- [Exercise prompt]:
What you return must match the records exactly, except that the pictures are gone.

Stored data entries:
•••

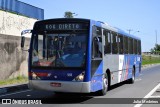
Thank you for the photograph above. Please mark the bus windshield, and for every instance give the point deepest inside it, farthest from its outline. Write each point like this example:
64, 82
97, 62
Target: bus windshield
59, 50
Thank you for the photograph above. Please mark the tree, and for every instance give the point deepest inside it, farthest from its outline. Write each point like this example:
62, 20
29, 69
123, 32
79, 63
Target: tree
156, 49
68, 14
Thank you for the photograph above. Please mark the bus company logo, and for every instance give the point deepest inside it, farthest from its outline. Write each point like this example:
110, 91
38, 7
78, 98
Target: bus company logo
68, 26
69, 74
6, 101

•••

- [Task result]:
Thank you for the photograph above. Please mark the bus windshield, and for every instance give the point deepest inside it, farthest from its outline. Write each point like this example:
64, 82
97, 62
Target: bus windshield
59, 50
Thank you for the photograph above. Please mark the tree, and for every instance give the point deepest inside it, farthest from its outline. Write each point like this example:
62, 20
29, 69
123, 32
79, 63
Target: tree
156, 49
68, 14
Thank you for the photograph above. Please mark the bus company logo, and for every instance give the point deepest inside it, farthest from its outline. Write each point like this example:
110, 91
38, 7
78, 98
Target: bus company logo
68, 26
69, 74
6, 101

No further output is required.